Work to be completed —
Which lines in the rows below contain the word "glass"? Locate each one and copy it out in full, treating uppercase and lowercase letters as different.

Dataset extract —
···
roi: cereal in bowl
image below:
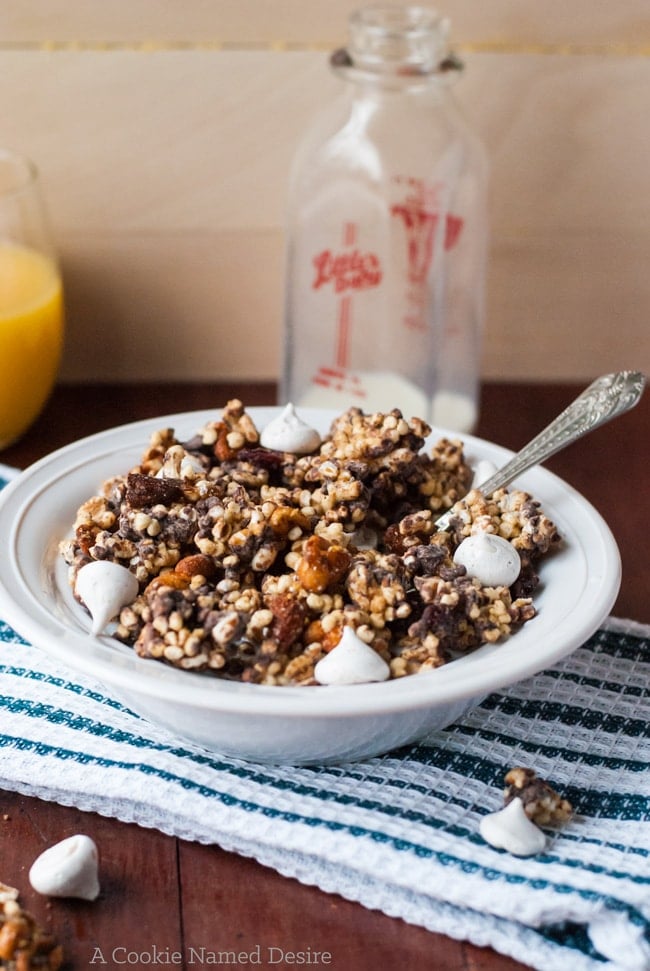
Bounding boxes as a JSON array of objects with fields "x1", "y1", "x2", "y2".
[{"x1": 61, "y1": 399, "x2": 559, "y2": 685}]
···
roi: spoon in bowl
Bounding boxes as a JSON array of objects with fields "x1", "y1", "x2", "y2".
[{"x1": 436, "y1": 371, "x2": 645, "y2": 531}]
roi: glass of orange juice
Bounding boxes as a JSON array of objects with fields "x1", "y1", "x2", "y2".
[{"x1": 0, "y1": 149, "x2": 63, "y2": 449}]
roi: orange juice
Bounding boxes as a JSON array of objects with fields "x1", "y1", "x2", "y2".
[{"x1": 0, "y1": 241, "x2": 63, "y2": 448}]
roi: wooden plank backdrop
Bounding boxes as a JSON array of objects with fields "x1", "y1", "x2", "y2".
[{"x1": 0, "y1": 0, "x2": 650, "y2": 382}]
···
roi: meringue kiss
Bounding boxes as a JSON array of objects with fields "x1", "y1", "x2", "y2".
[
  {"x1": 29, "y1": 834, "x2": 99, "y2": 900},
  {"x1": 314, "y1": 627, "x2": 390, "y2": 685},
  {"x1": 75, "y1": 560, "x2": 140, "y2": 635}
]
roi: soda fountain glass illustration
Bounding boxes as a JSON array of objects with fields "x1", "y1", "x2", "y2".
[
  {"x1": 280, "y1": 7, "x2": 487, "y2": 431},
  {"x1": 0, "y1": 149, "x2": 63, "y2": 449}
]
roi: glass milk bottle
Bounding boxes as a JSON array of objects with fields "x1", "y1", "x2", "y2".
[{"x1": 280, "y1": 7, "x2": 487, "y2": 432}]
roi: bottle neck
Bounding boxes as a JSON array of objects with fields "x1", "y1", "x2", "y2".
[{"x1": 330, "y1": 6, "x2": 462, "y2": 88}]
···
Correct result —
roi: glass of orange juice
roi: soda fountain glass illustration
roi: glass milk bottle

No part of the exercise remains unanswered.